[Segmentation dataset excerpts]

════════════════════

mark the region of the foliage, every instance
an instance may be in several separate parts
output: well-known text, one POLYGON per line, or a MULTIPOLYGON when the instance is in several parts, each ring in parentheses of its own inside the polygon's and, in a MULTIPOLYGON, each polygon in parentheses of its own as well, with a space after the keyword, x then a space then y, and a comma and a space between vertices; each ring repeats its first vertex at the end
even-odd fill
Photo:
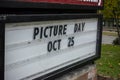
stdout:
POLYGON ((98 74, 120 78, 120 46, 102 45, 101 58, 96 61, 96 66, 98 74))
POLYGON ((114 45, 120 45, 120 44, 119 44, 119 38, 116 38, 115 40, 113 40, 113 44, 114 44, 114 45))
POLYGON ((113 18, 113 11, 117 11, 117 14, 120 13, 120 0, 104 0, 104 10, 102 10, 104 18, 113 18))

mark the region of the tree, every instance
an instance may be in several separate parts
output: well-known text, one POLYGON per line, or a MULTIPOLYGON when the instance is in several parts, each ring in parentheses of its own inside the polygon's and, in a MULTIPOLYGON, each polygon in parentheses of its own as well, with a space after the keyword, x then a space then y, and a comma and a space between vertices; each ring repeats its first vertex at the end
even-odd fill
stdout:
POLYGON ((104 19, 114 18, 118 34, 118 44, 120 44, 120 0, 104 0, 104 10, 102 13, 104 19))

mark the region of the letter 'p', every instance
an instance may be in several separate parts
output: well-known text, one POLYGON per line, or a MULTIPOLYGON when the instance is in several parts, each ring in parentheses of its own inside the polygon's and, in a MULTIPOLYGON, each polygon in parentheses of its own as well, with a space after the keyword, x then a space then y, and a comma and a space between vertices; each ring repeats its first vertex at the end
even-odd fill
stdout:
POLYGON ((39 28, 35 27, 34 28, 34 33, 33 33, 33 39, 36 39, 36 36, 38 35, 38 33, 39 33, 39 28))

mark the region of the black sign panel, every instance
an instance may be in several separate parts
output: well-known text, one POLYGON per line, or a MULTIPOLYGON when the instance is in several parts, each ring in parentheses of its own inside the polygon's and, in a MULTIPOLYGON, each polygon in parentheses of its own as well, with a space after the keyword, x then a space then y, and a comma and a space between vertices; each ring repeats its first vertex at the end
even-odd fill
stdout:
POLYGON ((5 79, 46 79, 100 58, 101 20, 97 14, 0 16, 5 79))
POLYGON ((103 0, 3 0, 3 8, 101 9, 103 0))

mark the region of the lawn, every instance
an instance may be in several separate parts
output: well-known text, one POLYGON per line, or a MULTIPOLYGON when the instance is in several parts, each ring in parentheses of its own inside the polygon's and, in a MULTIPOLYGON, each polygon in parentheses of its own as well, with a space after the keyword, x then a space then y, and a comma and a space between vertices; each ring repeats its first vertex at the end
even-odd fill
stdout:
POLYGON ((103 44, 101 58, 96 65, 98 74, 120 78, 120 46, 103 44))

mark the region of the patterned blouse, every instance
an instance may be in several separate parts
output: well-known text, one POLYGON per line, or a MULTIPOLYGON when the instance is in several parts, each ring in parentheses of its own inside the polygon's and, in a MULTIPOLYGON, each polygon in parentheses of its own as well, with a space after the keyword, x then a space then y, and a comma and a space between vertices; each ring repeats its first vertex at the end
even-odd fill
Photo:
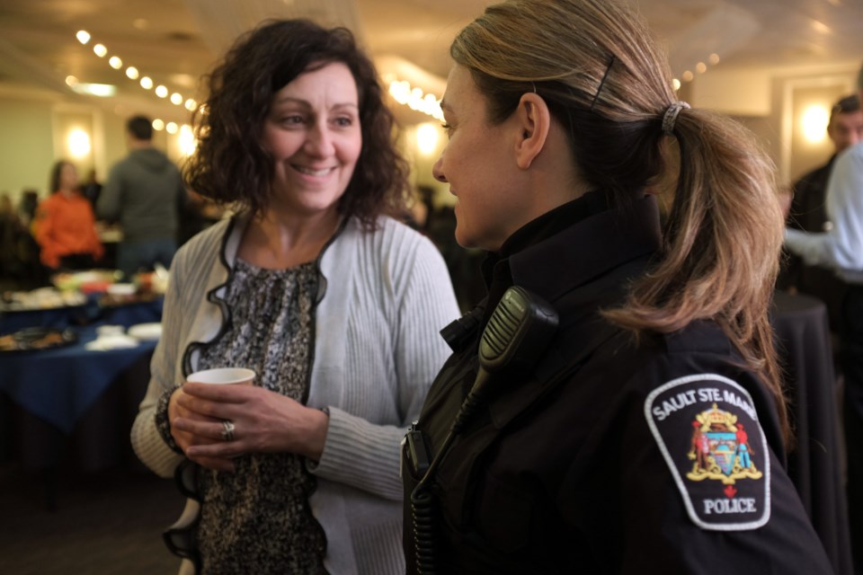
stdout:
MULTIPOLYGON (((202 349, 200 368, 249 367, 255 385, 305 403, 317 282, 314 262, 264 270, 237 260, 226 296, 231 320, 202 349)), ((203 572, 325 573, 326 539, 308 505, 316 482, 303 458, 261 453, 234 463, 233 473, 199 475, 203 572)))

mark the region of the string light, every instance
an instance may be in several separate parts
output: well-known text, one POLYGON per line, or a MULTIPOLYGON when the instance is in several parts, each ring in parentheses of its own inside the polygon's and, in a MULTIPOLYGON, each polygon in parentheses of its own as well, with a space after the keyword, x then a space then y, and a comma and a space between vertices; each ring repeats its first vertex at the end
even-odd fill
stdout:
MULTIPOLYGON (((90 42, 90 40, 93 38, 90 32, 88 32, 85 30, 79 30, 77 32, 76 32, 75 37, 82 44, 87 44, 88 42, 90 42)), ((104 44, 101 44, 101 43, 94 44, 93 47, 93 51, 99 58, 104 58, 108 54, 108 49, 105 47, 104 44)), ((116 56, 116 55, 111 56, 108 59, 108 64, 109 66, 111 66, 111 67, 114 68, 115 70, 120 70, 123 67, 122 58, 120 58, 119 56, 116 56)), ((153 82, 153 79, 150 76, 140 75, 140 71, 134 66, 127 66, 124 73, 126 76, 130 80, 138 80, 138 77, 140 77, 140 80, 138 80, 138 84, 140 84, 141 88, 143 88, 144 90, 152 90, 153 86, 156 85, 156 84, 153 82)), ((67 84, 69 84, 69 85, 72 86, 73 84, 77 84, 78 82, 76 79, 74 80, 74 83, 70 83, 69 80, 67 80, 67 84)), ((186 110, 188 110, 189 111, 194 111, 194 110, 198 106, 198 102, 195 102, 194 99, 186 98, 185 96, 183 96, 182 93, 178 92, 174 92, 171 93, 168 88, 162 84, 159 84, 156 87, 155 93, 159 98, 167 98, 168 94, 170 93, 171 94, 170 101, 172 103, 173 103, 176 106, 180 106, 180 105, 183 105, 183 102, 185 102, 184 106, 186 110)), ((156 128, 156 129, 162 129, 162 128, 156 128)))
POLYGON ((389 83, 389 95, 398 103, 411 110, 428 114, 435 119, 443 121, 443 111, 440 102, 433 93, 423 93, 420 88, 412 88, 406 80, 393 80, 389 83))

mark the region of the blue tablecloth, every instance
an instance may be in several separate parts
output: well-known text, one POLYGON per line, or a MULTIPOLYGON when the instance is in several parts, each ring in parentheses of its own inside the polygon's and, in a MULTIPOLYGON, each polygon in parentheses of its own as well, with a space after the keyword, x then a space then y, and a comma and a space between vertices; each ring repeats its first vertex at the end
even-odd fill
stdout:
POLYGON ((0 334, 12 333, 28 327, 67 327, 90 323, 114 323, 129 327, 136 323, 158 322, 162 318, 163 296, 149 302, 123 305, 101 305, 99 296, 80 305, 22 312, 0 312, 0 334))
POLYGON ((91 351, 85 346, 96 339, 96 326, 73 329, 78 335, 73 345, 0 354, 0 392, 67 435, 119 374, 156 343, 91 351))

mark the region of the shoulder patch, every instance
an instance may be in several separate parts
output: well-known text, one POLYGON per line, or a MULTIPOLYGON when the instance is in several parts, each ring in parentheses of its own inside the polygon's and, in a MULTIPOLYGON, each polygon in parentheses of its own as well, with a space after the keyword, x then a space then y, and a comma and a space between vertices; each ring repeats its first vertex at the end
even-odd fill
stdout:
POLYGON ((715 374, 688 376, 645 401, 647 425, 693 523, 743 531, 770 518, 770 459, 752 398, 715 374))

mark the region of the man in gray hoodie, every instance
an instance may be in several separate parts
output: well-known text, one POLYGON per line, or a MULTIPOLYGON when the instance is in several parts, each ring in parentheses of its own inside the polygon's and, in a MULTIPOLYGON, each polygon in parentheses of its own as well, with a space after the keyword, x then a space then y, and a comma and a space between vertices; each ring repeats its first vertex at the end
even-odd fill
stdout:
POLYGON ((187 194, 177 166, 153 146, 150 119, 135 116, 126 130, 129 155, 111 167, 96 213, 120 222, 123 240, 117 249, 117 267, 130 278, 156 262, 171 265, 177 250, 177 214, 187 194))

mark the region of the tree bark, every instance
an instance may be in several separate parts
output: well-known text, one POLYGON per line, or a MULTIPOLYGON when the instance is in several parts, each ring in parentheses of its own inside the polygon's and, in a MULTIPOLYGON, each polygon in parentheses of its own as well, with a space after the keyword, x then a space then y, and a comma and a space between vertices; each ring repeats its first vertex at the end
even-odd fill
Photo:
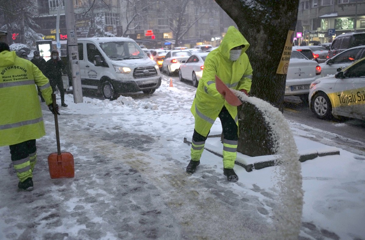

════════════════════

**WHAT YOU WILL DO**. Format the rows above as a numbered list, dropping the blank lines. Include every row, but leave the pictures out.

**FINISHED TASK**.
1. mark the region of the foliage, every instance
2. an instance may be in several separate parts
3. output: well-known text, one POLYGON per line, or a MULTIPOLYGON when the instance is in several parts, each ring in parentheses of its own inside the polygon's and, in a MULTIPOLYGON, each polygon in parentheses of its own as well, with a space after the keyword, x then a space then y, and a comma and a space between vertices; each ring repeats its first vertex at the end
4. even-odd fill
5. Photo:
6. stdout:
7. POLYGON ((98 74, 120 78, 120 46, 102 45, 101 58, 96 61, 96 66, 98 74))
8. POLYGON ((114 45, 120 45, 120 44, 119 44, 119 38, 116 38, 115 40, 113 40, 113 44, 114 44, 114 45))
9. POLYGON ((113 18, 113 11, 117 11, 117 14, 120 13, 120 0, 104 0, 104 10, 102 10, 104 18, 113 18))
10. mark the region of the tree, every instance
11. an instance may be in several separate parts
12. output: well-known text, one POLYGON per line, or a MULTIPOLYGON when the instance is in several parts, each ring in parentheses of its own inside the polygon's and, in a MULTIPOLYGON, each polygon in parentheses of its own as well, with a space after the keyword, x then a space then y, and a comma and a space between vertices; each ring repeats its first vertex at the end
13. even-odd fill
14. stdout:
15. POLYGON ((104 19, 114 18, 118 34, 118 44, 120 44, 120 0, 104 0, 104 10, 102 13, 104 19))
16. mark the region of the letter 'p', every instance
17. an instance may be in several separate parts
18. output: well-known text, one POLYGON per line, or a MULTIPOLYGON when the instance is in several parts, each ring in parentheses of its own inside the polygon's and, in a MULTIPOLYGON, each polygon in parentheses of its own as well, with a space after the keyword, x then a space then y, and a comma and a space between vertices; each ring repeats its first vertex at the end
19. even-odd fill
20. stdout:
21. POLYGON ((39 28, 35 27, 34 28, 34 33, 33 33, 33 39, 36 39, 36 36, 38 35, 38 33, 39 33, 39 28))
22. mark the region of the black sign panel, every instance
23. an instance may be in several separate parts
24. output: well-known text, one POLYGON per line, or a MULTIPOLYGON when the instance is in several parts, each ring in parentheses of its own inside the polygon's and, in a MULTIPOLYGON, each polygon in parentheses of its own as well, with a space after the keyword, x then a space then y, and a comma and a space between vertices; each ring repeats its first vertex at the end
25. even-odd fill
26. stdout:
27. POLYGON ((5 79, 46 79, 100 58, 101 20, 97 14, 0 16, 5 79))
28. POLYGON ((103 0, 3 0, 3 8, 101 9, 103 0))
29. mark the region of the lawn, every instance
30. an instance may be in several separate parts
31. output: well-known text, one POLYGON per line, or a MULTIPOLYGON when the instance is in several parts, each ring in parentheses of its own inside the polygon's and, in a MULTIPOLYGON, each polygon in parentheses of its own as well, with a space after the keyword, x then a space then y, and a comma and a space between vertices; each ring repeats its first vertex at the end
32. even-odd fill
33. stdout:
34. POLYGON ((103 44, 101 58, 96 65, 98 74, 120 78, 120 46, 103 44))
35. mark the region of the patterned blouse, every instance
36. an instance may be in several separate parts
37. output: well-known text, one POLYGON per line, or a MULTIPOLYGON when the instance is in several parts, each ring in parentheses of its own inside the polygon's and, in a MULTIPOLYGON, each polygon in parentheses of its own as well, with a space after the keyword, x then a space then y, and a comma and a space between vertices; each ring repeats its first vertex at the end
38. even-odd fill
39. Photo:
40. stdout:
41. MULTIPOLYGON (((202 349, 200 368, 249 367, 255 385, 305 403, 317 282, 314 262, 264 270, 237 260, 226 296, 231 320, 202 349)), ((203 572, 325 573, 326 539, 308 505, 316 482, 303 458, 261 453, 234 463, 233 473, 199 475, 203 572)))
42. mark the region of the string light, every instance
43. an instance may be in several separate parts
44. output: well-known text, one POLYGON per line, or a MULTIPOLYGON when the instance is in several parts, each ring in parentheses of its own inside the polygon's and, in a MULTIPOLYGON, each polygon in parentheses of its own as well, with a space after the keyword, x then a space then y, and a comma and a space between vertices; each ring repeats its first vertex at the end
45. even-odd fill
46. stdout:
47. MULTIPOLYGON (((90 42, 90 40, 93 38, 90 32, 88 32, 85 30, 79 30, 77 32, 76 32, 75 37, 82 44, 87 44, 88 42, 90 42)), ((104 44, 101 44, 101 43, 94 44, 93 47, 93 51, 99 58, 104 58, 108 54, 108 49, 105 47, 104 44)), ((116 56, 116 55, 111 56, 108 59, 108 64, 109 66, 111 66, 111 67, 114 68, 115 70, 120 70, 123 67, 122 58, 120 58, 119 56, 116 56)), ((153 82, 153 79, 150 76, 140 75, 140 71, 134 66, 127 66, 124 73, 126 76, 130 80, 138 80, 138 77, 140 77, 140 80, 138 80, 138 84, 140 84, 141 88, 143 88, 144 90, 152 90, 153 86, 156 85, 156 84, 153 82)), ((67 84, 69 84, 69 85, 72 86, 73 84, 77 84, 78 82, 76 79, 74 80, 74 83, 70 83, 69 80, 67 80, 67 84)), ((186 110, 188 110, 189 111, 194 111, 194 110, 198 106, 198 102, 195 102, 194 99, 186 98, 185 96, 183 96, 182 93, 178 92, 174 92, 171 93, 168 88, 162 84, 159 84, 156 87, 155 93, 159 98, 167 98, 168 94, 170 93, 171 94, 170 101, 172 103, 173 103, 176 106, 180 106, 180 105, 183 105, 183 102, 185 102, 184 106, 186 110)), ((156 128, 156 129, 162 129, 162 128, 156 128)))
48. POLYGON ((389 83, 389 95, 398 103, 411 110, 428 114, 435 119, 443 121, 443 111, 440 102, 433 93, 423 93, 420 88, 412 88, 406 80, 393 80, 389 83))
49. mark the region of the blue tablecloth, every instance
50. an instance may be in several separate parts
51. output: well-known text, one POLYGON per line, or a MULTIPOLYGON when the instance is in several parts, each ring in parentheses of its own inside the polygon's and, in a MULTIPOLYGON, each polygon in parentheses of its own as well, with a space after the keyword, x then a space then y, and a comma and a space between vertices; each ring repeats its first vertex at the end
52. even-odd fill
53. stdout:
54. POLYGON ((0 334, 12 333, 28 327, 67 327, 90 323, 114 323, 129 327, 136 323, 158 322, 162 318, 163 296, 149 302, 123 305, 101 305, 99 296, 80 305, 22 312, 0 312, 0 334))
55. POLYGON ((91 351, 85 346, 96 339, 96 326, 73 329, 78 335, 73 345, 0 354, 0 392, 67 435, 119 374, 156 343, 91 351))
56. mark the region of the shoulder patch, every instance
57. an instance may be in several separate parts
58. output: well-known text, one POLYGON per line, or a MULTIPOLYGON when the instance is in several parts, each ring in parentheses of its own inside the polygon's and, in a MULTIPOLYGON, each polygon in parentheses of its own as well, with a space after the keyword, x then a space then y, and a comma and a space between vertices; each ring repeats its first vertex at the end
59. even-odd fill
60. stdout:
61. POLYGON ((715 374, 688 376, 645 401, 647 425, 693 523, 743 531, 770 518, 770 459, 752 398, 715 374))
62. mark the region of the man in gray hoodie, every instance
63. an instance may be in several separate parts
64. output: well-known text, one POLYGON per line, or a MULTIPOLYGON when the instance is in several parts, each ring in parentheses of its own inside the polygon's and, in a MULTIPOLYGON, each polygon in parentheses of its own as well, with a space after the keyword, x then a space then y, and a comma and a space between vertices; each ring repeats its first vertex at the end
65. even-odd fill
66. stdout:
67. POLYGON ((187 194, 177 166, 153 146, 150 119, 135 116, 126 130, 129 155, 111 167, 96 213, 120 222, 123 240, 117 249, 117 267, 130 278, 156 262, 171 265, 177 250, 177 214, 187 194))
68. mark the region of the tree bark, every instance
69. an instance may be in several separate parts
70. output: well-known text, one POLYGON per line, or a MULTIPOLYGON when the instance is in several parts, each ring in parentheses of its own inside the polygon's and, in a MULTIPOLYGON, each polygon in parentheses of its own as well, with a space after the keyword, x then a space then y, and a comma and a space between vertices; each ring repeats its first vertex at the end
71. even-odd fill
72. Photo:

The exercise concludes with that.